**DIRECTIVE:** Return every line of the items below that contains the word "white".

**DATASET ROWS:**
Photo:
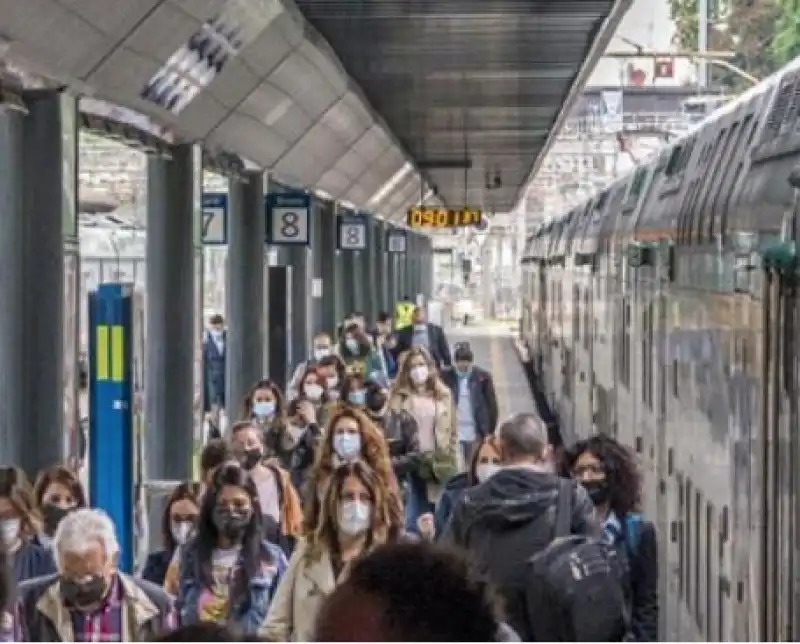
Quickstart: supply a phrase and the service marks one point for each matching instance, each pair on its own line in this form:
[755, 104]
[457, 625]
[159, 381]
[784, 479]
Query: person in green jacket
[358, 353]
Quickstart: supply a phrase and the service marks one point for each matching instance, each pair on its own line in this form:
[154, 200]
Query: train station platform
[325, 135]
[494, 351]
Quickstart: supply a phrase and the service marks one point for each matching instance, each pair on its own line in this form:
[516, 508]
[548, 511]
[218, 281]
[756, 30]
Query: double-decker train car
[665, 311]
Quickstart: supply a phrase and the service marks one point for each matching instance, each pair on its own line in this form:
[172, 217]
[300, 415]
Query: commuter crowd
[378, 497]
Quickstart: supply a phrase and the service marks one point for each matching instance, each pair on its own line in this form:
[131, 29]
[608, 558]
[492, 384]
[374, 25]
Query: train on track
[665, 311]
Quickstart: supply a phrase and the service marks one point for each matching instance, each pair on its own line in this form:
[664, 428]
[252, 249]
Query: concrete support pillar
[50, 148]
[173, 270]
[13, 357]
[38, 191]
[245, 289]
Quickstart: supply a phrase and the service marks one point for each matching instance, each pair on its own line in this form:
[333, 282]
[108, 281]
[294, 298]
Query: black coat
[506, 520]
[437, 343]
[482, 397]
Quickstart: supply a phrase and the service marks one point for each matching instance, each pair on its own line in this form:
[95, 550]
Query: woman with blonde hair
[420, 391]
[350, 436]
[353, 517]
[19, 525]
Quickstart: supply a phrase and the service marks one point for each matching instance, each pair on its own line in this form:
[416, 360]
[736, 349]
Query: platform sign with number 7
[215, 218]
[288, 219]
[353, 232]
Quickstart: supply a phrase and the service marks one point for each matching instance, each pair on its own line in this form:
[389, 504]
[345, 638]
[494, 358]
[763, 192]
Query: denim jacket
[247, 615]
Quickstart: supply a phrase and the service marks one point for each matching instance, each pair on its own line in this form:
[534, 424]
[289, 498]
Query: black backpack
[576, 586]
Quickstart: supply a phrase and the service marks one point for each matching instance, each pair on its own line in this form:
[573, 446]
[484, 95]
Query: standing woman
[265, 406]
[352, 436]
[228, 573]
[352, 519]
[56, 493]
[333, 369]
[609, 472]
[419, 391]
[177, 524]
[19, 525]
[359, 356]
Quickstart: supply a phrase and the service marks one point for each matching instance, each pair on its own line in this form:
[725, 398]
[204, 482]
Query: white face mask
[419, 374]
[485, 471]
[181, 531]
[9, 531]
[354, 518]
[313, 392]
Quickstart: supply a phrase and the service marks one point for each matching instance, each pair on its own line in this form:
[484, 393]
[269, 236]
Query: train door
[773, 589]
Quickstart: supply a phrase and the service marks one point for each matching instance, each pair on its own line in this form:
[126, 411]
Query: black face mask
[251, 458]
[52, 515]
[376, 400]
[598, 491]
[230, 524]
[85, 593]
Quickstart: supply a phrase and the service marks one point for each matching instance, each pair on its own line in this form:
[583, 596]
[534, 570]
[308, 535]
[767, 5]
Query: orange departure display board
[424, 217]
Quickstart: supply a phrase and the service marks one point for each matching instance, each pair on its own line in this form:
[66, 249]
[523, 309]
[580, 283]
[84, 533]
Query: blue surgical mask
[357, 397]
[347, 446]
[264, 409]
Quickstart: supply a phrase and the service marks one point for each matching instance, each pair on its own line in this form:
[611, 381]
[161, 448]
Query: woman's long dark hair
[208, 535]
[622, 471]
[186, 491]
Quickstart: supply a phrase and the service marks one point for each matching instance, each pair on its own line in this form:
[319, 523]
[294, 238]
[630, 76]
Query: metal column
[349, 285]
[325, 251]
[380, 266]
[318, 252]
[50, 212]
[299, 258]
[246, 311]
[173, 212]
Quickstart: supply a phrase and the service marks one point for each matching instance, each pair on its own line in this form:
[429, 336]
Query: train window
[688, 543]
[709, 181]
[701, 557]
[721, 171]
[673, 163]
[711, 623]
[681, 538]
[586, 320]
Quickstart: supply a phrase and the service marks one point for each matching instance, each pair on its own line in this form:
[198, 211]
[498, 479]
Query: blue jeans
[417, 502]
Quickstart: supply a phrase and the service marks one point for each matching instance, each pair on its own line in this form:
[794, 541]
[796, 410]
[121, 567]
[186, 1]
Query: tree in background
[786, 43]
[763, 34]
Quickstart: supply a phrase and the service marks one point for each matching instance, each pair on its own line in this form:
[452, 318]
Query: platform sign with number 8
[353, 232]
[215, 218]
[288, 218]
[396, 241]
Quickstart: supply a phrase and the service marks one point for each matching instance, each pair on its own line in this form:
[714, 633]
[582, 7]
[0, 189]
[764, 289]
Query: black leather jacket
[402, 435]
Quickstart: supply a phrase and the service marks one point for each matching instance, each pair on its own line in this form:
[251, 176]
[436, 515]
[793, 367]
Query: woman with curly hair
[265, 406]
[354, 517]
[609, 472]
[352, 436]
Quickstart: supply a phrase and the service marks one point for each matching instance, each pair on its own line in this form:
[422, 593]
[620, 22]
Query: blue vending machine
[116, 419]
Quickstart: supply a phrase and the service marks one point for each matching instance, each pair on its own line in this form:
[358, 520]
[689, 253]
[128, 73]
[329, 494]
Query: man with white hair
[510, 517]
[90, 600]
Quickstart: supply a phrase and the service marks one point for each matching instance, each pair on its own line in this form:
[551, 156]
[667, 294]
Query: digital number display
[421, 217]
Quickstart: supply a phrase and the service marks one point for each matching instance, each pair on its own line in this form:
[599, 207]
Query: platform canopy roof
[363, 101]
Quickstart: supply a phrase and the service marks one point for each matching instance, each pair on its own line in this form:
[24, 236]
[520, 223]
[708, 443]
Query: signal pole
[702, 43]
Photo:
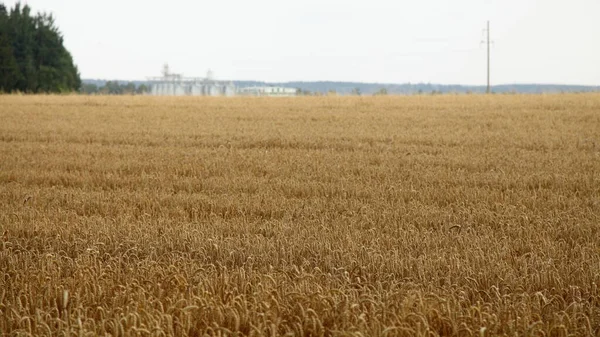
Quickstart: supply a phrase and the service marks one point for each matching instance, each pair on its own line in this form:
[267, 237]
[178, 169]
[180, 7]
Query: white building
[171, 84]
[268, 91]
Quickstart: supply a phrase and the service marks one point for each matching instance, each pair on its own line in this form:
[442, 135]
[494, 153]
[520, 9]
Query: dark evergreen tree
[32, 55]
[9, 70]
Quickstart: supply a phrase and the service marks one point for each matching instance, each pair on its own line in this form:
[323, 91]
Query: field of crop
[311, 216]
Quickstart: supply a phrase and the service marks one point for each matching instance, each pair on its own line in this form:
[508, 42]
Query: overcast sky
[387, 41]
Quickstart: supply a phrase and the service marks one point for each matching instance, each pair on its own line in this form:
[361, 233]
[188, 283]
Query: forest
[33, 58]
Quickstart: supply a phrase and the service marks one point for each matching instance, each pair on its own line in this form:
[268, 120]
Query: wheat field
[310, 216]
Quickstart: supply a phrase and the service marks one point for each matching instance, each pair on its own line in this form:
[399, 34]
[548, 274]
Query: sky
[381, 41]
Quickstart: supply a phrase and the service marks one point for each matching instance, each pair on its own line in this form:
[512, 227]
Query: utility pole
[488, 46]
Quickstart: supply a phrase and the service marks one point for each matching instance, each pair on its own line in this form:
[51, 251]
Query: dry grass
[330, 216]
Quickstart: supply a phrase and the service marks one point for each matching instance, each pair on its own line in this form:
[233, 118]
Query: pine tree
[32, 55]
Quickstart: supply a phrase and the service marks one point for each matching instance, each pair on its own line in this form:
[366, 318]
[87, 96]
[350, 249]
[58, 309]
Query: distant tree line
[33, 58]
[114, 88]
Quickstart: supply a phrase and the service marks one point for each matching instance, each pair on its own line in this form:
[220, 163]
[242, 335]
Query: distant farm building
[267, 91]
[171, 84]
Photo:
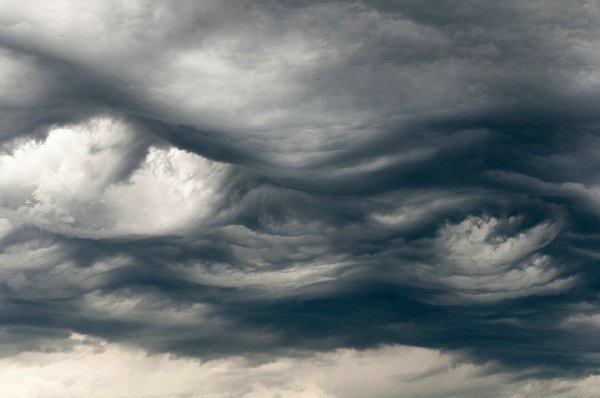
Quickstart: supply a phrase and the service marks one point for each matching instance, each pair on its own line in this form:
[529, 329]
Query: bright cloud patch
[481, 259]
[85, 180]
[95, 368]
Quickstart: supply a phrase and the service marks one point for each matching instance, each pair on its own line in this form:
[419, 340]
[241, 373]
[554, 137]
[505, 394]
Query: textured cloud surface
[299, 199]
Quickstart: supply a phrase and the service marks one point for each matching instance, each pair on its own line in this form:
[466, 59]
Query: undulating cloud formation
[311, 198]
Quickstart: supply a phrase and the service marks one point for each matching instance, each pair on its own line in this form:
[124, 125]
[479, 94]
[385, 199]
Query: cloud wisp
[268, 189]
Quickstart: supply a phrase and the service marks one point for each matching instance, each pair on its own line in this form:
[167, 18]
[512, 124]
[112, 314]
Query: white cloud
[82, 181]
[96, 368]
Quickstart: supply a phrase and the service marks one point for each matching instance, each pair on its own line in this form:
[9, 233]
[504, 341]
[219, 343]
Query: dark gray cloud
[277, 179]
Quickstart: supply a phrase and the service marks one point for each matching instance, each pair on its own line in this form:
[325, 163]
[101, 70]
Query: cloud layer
[259, 185]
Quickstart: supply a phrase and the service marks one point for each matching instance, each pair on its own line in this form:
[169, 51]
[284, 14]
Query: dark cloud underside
[275, 179]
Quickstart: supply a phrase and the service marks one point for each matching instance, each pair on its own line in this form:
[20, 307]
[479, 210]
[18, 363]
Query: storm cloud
[245, 193]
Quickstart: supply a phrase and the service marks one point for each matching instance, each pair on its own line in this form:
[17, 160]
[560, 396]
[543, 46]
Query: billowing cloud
[286, 195]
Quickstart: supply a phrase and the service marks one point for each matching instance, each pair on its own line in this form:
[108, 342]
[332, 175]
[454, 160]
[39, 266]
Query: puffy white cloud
[93, 180]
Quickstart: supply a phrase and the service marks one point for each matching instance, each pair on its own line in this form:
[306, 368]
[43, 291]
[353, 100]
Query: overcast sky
[299, 199]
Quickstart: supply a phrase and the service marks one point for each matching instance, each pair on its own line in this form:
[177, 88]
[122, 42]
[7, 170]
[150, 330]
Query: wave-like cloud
[267, 183]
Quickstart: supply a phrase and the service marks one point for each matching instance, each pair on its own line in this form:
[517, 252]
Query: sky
[300, 199]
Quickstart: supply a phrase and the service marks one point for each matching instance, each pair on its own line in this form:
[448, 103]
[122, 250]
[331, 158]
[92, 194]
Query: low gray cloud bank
[278, 181]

**ANSWER TO THIS EXERCISE:**
Query: white face mask
Query: man with white hair
Query: white building
Query: white cloud
Query: puffy white cloud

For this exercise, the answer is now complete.